• DOCUMENT TEXT:
---+---
Spotlight on FODMAPs

Two studies published this month, a review and a randomized, placebo-controlled trial, looked at the impact of a diet low in fermentable oligosaccharides, disaccharides, monosaccharides, and polyols (FODMAPs) in patients with irritable bowel syndrome.

Two studies this month focused on the impact of a diet low in fermentable oligosaccharides, disaccharides, monosaccharides, and polyols (FODMAPs) in patients with irritable bowel syndrome (IBS).

First, a review of the efficacy and potential harms of the low-FODMAP diet, which was published online on June 7 by Gut, found that “convincing evidence exists” for the diet's clinical efficacy in patients with IBS.

Most clinical trials of the diet to date have assessed short-term clinical endpoints, and the available evidence suggests that 50% to 80% of patients with IBS report improved symptoms on a low-FODMAP diet in the short term (12 or fewer weeks). Further, data from comparative trials suggest the diet is as effective as general dietary and lifestyle interventions.

Although limited data are available from long-term clinical trials, a retrospective study found that a FODMAP-modified diet produced clinical benefit in 57% to 74% of patients at 14 to 16 months, although the results are likely subject to substantial recall bias, according to the review.
---+---
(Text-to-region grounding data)
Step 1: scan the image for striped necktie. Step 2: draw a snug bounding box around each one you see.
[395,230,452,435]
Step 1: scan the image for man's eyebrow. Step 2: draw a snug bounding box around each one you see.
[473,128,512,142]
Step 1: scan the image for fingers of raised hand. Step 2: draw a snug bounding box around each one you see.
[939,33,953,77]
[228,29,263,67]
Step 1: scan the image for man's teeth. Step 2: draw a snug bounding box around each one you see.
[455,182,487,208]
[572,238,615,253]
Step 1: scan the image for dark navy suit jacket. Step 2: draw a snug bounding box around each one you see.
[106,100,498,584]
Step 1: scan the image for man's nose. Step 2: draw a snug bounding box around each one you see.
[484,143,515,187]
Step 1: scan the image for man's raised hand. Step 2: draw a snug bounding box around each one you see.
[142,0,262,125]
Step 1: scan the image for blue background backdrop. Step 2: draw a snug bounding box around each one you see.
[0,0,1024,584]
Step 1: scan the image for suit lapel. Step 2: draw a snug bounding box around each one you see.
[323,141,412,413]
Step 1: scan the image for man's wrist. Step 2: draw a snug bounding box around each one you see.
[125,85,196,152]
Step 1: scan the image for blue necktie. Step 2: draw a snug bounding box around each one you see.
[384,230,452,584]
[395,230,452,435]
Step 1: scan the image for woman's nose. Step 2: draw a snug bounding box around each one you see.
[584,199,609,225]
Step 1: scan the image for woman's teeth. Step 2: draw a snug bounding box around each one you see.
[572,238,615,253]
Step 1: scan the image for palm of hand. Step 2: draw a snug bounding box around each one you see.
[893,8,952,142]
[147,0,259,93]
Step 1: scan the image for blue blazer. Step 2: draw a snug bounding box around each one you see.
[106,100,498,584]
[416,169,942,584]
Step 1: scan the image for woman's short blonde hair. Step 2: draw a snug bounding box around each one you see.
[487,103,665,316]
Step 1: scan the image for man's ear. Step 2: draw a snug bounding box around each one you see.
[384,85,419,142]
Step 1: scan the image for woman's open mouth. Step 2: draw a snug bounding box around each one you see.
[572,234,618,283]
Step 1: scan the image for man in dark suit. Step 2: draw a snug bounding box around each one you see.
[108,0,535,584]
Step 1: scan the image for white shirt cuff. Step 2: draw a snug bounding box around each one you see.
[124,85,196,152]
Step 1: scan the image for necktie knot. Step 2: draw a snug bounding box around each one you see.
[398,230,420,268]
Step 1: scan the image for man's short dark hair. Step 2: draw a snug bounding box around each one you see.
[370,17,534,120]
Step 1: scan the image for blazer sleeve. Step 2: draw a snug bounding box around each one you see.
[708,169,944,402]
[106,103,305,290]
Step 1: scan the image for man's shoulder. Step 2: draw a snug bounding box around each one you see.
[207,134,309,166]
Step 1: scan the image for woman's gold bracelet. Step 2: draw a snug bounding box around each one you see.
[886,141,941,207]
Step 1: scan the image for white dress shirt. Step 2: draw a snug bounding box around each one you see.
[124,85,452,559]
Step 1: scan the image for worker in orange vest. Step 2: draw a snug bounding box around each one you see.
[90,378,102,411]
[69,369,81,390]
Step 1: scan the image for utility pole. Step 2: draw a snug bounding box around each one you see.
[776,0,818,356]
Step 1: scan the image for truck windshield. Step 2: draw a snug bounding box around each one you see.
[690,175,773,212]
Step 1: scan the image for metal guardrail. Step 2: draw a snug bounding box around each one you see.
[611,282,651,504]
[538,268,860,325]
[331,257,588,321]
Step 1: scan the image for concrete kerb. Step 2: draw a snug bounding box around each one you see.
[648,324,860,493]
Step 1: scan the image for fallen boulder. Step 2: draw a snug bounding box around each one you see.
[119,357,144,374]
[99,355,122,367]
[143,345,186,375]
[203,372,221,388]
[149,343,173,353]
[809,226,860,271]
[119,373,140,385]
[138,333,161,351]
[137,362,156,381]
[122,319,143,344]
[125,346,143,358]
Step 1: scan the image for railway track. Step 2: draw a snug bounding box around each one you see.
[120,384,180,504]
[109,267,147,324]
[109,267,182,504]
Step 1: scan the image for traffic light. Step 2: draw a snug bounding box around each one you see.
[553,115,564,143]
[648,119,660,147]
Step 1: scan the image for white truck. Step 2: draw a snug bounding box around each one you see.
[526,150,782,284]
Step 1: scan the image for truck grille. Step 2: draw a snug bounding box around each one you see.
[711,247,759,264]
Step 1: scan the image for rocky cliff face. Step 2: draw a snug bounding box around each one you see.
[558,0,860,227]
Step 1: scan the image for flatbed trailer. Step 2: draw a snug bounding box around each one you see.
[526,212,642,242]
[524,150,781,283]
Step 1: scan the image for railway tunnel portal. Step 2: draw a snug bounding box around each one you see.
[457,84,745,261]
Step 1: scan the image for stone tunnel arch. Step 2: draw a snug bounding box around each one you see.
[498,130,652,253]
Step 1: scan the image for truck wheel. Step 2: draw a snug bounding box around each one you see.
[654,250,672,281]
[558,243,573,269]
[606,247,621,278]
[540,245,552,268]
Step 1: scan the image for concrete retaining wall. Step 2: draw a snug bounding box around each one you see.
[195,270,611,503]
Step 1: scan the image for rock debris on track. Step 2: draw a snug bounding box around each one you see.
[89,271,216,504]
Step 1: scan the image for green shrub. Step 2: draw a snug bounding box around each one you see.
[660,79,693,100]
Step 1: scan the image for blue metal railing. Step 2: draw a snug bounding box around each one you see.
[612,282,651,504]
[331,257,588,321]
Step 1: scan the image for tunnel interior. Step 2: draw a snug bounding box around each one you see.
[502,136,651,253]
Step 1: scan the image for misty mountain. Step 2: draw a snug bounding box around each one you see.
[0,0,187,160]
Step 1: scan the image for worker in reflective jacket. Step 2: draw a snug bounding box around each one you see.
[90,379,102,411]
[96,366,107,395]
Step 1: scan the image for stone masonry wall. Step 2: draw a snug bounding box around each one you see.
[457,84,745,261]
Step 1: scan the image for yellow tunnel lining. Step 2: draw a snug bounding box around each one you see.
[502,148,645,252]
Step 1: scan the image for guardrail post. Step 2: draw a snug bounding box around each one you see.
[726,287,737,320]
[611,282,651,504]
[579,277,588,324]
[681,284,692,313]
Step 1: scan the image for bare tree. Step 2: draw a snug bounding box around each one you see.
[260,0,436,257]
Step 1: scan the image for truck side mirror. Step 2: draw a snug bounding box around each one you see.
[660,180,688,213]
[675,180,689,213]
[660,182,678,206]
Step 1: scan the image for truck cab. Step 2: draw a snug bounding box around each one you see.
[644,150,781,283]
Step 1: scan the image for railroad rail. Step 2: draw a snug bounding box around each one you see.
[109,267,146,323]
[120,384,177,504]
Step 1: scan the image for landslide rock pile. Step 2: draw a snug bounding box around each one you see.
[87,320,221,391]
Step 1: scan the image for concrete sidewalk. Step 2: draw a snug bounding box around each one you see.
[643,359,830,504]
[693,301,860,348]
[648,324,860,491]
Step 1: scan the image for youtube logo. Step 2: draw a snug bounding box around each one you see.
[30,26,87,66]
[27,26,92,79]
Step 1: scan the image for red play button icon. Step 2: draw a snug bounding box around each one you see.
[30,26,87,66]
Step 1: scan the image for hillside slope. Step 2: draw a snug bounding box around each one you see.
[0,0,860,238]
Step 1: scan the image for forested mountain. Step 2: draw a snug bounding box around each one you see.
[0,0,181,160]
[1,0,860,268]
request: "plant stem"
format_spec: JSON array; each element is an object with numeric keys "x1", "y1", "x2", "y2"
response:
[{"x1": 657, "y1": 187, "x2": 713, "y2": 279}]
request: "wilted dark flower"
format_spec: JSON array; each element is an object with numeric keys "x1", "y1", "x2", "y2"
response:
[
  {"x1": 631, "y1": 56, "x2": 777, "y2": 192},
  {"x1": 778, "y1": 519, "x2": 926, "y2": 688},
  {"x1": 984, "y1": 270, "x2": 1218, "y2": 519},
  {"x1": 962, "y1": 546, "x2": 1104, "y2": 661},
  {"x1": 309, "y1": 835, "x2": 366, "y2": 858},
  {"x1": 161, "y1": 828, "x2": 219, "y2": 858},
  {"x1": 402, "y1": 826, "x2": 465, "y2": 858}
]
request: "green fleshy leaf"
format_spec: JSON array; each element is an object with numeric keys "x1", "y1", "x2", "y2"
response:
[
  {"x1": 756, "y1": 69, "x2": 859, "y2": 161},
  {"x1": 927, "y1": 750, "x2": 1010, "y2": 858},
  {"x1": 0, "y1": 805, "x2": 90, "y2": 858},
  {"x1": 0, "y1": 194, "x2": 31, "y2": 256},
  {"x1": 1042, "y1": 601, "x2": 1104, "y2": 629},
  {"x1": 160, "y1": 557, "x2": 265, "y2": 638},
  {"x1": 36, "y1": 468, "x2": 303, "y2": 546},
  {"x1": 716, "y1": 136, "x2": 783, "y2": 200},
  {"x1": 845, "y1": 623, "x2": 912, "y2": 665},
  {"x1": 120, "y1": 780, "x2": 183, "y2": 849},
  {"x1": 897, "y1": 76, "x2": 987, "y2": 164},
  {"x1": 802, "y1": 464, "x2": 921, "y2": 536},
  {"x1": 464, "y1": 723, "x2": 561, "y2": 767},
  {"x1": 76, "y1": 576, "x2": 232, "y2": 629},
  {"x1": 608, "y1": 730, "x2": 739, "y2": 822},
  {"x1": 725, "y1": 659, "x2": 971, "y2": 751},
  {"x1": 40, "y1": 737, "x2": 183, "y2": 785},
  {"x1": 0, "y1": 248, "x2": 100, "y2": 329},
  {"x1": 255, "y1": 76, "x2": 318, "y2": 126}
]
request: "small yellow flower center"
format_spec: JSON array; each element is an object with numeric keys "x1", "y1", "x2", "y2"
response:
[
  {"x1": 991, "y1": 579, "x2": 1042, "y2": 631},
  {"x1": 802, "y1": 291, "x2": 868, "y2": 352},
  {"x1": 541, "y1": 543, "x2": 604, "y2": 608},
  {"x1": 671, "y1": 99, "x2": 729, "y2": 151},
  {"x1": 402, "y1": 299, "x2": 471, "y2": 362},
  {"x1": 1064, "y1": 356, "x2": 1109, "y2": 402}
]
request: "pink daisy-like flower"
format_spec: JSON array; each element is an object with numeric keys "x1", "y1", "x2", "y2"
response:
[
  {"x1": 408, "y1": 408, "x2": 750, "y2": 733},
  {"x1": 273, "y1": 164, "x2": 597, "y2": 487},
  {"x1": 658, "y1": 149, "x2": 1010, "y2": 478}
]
---+---
• TASKS TO COMPLETE:
a - Output the stretch of the FODMAP passage from "Spotlight on FODMAPs" through "bowel syndrome (IBS).", copied word for word.
b - Translate this sentence from the FODMAP passage into Spanish: "Further, data from comparative trials suggest the diet is as effective as general dietary and lifestyle interventions."

• RESPONSES FOR EACH TASK:
a -
Spotlight on FODMAPs

Two studies published this month, a review and a randomized, placebo-controlled trial, looked at the impact of a diet low in fermentable oligosaccharides, disaccharides, monosaccharides, and polyols (FODMAPs) in patients with irritable bowel syndrome.

Two studies this month focused on the impact of a diet low in fermentable oligosaccharides, disaccharides, monosaccharides, and polyols (FODMAPs) in patients with irritable bowel syndrome (IBS).

b - Además, los datos de ensayos comparativos sugieren que la dieta es tan eficaz como las intervenciones generales dietéticas y de estilo de vida.